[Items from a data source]
********
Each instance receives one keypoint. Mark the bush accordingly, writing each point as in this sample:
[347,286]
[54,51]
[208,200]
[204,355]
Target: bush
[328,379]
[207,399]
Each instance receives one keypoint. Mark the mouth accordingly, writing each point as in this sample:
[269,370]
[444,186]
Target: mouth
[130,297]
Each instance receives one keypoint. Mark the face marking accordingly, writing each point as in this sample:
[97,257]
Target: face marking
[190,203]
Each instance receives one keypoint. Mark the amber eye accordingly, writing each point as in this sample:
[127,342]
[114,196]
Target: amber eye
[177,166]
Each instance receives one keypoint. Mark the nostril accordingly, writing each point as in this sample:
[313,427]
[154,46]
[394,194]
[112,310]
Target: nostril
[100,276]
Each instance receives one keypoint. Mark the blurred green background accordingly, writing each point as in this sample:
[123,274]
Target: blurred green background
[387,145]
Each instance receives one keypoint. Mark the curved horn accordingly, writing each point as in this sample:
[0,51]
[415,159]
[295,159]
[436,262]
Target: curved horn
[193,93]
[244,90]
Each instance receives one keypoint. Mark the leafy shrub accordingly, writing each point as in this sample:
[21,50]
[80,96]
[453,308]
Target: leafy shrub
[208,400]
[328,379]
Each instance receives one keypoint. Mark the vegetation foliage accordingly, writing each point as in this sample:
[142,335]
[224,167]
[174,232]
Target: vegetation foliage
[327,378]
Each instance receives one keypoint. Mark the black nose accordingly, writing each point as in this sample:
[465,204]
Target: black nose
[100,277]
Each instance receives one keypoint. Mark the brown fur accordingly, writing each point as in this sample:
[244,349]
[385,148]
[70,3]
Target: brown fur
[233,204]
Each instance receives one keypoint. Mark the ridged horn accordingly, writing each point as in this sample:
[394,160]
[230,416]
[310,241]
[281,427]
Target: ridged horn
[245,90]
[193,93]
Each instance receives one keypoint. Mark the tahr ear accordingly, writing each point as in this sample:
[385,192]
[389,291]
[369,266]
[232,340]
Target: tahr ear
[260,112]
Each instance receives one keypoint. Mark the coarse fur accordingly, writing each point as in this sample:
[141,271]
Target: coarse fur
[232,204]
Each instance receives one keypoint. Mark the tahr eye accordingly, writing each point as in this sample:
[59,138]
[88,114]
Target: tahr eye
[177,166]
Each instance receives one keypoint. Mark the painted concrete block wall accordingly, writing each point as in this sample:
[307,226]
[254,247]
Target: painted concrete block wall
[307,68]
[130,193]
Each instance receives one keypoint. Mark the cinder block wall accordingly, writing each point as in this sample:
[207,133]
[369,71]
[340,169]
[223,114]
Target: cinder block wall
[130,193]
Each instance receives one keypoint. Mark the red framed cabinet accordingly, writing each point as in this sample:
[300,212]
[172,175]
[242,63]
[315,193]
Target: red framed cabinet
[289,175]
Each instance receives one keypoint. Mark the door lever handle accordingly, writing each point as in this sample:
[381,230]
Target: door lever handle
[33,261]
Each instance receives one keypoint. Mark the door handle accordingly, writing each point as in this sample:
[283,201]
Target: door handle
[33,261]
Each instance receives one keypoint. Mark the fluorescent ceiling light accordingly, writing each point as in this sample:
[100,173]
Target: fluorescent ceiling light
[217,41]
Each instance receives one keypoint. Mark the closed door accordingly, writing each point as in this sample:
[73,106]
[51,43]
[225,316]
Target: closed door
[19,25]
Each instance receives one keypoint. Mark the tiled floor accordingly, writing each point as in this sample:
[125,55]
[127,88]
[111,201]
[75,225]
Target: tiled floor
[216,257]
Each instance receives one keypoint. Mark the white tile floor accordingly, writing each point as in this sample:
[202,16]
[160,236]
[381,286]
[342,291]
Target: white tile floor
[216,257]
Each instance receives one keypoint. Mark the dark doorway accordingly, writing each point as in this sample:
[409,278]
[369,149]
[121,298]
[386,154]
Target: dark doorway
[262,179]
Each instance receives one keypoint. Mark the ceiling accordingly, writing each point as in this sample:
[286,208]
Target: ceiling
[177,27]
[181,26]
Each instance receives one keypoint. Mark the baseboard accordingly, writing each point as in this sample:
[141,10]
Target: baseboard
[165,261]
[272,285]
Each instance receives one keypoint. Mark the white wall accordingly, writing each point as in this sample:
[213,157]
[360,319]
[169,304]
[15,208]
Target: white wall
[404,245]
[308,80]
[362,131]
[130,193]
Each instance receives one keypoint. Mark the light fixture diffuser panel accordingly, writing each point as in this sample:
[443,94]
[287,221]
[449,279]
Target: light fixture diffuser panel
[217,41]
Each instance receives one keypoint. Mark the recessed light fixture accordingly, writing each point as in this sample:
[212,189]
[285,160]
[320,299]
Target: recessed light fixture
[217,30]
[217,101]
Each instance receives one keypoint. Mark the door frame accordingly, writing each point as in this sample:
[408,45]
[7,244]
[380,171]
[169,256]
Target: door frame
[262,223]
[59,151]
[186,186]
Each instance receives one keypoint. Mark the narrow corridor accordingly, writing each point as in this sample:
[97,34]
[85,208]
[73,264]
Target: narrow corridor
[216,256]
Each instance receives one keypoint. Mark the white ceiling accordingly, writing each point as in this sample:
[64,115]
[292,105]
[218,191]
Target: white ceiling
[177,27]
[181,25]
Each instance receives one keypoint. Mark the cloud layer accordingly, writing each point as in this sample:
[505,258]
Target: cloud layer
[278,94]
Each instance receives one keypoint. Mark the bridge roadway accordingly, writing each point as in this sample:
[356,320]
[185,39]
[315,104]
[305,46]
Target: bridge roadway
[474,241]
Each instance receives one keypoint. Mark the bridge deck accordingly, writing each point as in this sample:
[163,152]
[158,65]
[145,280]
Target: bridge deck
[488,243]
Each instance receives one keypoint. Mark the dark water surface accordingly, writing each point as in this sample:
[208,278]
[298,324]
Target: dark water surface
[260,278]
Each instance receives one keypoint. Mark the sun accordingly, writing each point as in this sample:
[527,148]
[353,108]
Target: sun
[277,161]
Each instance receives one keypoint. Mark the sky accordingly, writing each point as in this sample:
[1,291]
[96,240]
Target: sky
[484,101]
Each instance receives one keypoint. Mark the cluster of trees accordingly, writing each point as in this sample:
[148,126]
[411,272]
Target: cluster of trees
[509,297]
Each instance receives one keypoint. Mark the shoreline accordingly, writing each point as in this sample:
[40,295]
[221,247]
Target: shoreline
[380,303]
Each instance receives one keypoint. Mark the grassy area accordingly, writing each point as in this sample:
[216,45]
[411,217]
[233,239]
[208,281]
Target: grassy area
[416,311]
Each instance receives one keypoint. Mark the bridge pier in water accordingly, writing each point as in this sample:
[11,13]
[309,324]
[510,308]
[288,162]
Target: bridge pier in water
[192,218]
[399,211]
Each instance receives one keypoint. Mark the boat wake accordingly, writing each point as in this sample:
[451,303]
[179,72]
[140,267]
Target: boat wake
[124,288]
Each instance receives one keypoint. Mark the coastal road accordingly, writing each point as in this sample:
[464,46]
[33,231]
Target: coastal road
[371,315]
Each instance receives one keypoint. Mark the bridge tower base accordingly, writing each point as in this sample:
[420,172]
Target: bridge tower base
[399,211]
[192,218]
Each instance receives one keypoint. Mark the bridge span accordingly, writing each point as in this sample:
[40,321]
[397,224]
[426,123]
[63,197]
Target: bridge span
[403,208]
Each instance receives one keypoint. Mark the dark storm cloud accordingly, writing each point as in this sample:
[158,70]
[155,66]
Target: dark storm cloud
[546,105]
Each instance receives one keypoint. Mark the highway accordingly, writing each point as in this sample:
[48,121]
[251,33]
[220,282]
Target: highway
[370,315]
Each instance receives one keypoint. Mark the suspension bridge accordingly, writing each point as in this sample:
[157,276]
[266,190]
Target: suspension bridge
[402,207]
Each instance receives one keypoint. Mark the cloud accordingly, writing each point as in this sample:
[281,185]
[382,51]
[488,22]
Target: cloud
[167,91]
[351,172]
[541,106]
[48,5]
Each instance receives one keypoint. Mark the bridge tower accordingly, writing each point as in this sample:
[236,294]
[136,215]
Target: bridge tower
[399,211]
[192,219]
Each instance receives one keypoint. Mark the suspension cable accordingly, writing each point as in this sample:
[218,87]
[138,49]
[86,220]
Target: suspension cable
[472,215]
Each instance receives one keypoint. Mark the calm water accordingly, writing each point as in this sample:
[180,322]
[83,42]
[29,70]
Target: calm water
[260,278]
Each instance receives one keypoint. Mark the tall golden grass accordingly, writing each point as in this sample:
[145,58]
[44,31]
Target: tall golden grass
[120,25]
********
- Work required:
The lines from the one containing "tower accordingly, writing" through the last line of the records are the answer; set them down exactly and add nothing.

- Expected answer:
Each instance receives one keypoint. Mark the bridge tower accordingly, writing each point as in this sample:
[236,294]
[136,215]
Target: bridge tower
[399,211]
[192,219]
Each instance receives one keypoint. Mark the suspension cable accordingly, writing each point as in this sample:
[218,87]
[138,49]
[86,220]
Target: suspension cable
[472,215]
Each instance receives one keypoint. Mark the calm water accordingly, writing each point as in this sample:
[180,322]
[83,42]
[29,70]
Target: calm water
[260,278]
Each instance receives one keypoint. Mark the tall golden grass accordingly, writing each point as in this sample:
[145,58]
[44,31]
Target: tall golden grass
[120,25]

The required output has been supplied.